* Reading passage *
▬▬▬

The support connection area 470 may include a first support connection area 471 connecting the cover area 410 and the first support area 431 and a second support connection area 472 connecting the cover area 410 and the second support area 432.

At least two of the cover area 410, the support connection area 470, and the support area 430 may be integrally formed. According to an embodiment of the present disclosure, all the cover area 410, the support connection area 470, and the support area 430 may be integrally formed.

At least two of the cover area 410, the stopper connection area 480, and the closed stopper area 460 may be integrally formed. According to an embodiment of the present disclosure, all the cover area 410, the stopper connection area 480, and the closed stopper area 460 may be integrally formed.

The valve disc 500 may be formed in a shape covering the flow path 210. When viewed from the other side (the opposite direction to D1) of the first direction, a cross section of the valve disc 500 may cover a cross-sectional area of the flow path 210 defined by the first inner surface 211 to close the flow path 210.

The valve disc 500 may include a disc area 510 and a rotation guide area 520. The disc area 510 may be made of a magnetic material and supported by the rotation guide area 520. The rotation guide area 520 may be connected to the rotary shaft 440 while surrounding the disc area 510.

The valve disc 500 may rotate about the rotary shaft 440 between a closed position CP at which the flow path 210 is closed and an open position OP at which the flow path 210 is open. The valve disc 500 may be rotated from the closed position CP to the open position OP or rotated from the open position OP to the closed position CP.

▬▬▬

* Provided material *
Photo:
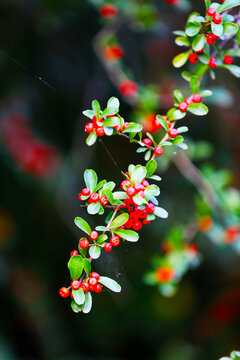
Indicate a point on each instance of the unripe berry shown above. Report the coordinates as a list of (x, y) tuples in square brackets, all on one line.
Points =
[(217, 18), (173, 133), (158, 150), (150, 207), (212, 63), (74, 253), (89, 128), (94, 197), (128, 88), (183, 106), (193, 58), (93, 235), (98, 288), (131, 191), (83, 243), (211, 11), (85, 192), (100, 131), (196, 98), (75, 284), (115, 241), (103, 200), (95, 275), (64, 292), (108, 11), (85, 286), (147, 142), (228, 60), (125, 184), (107, 247)]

▬▬▬

* Written exercise *
List every area that the valve passage states may be integrally formed with the cover area 410. The data shown above are not required for this exercise.

* Exercise solution *
- Support connection area 470
- Support area 430
- Stopper connection area 480
- Closed stopper area 460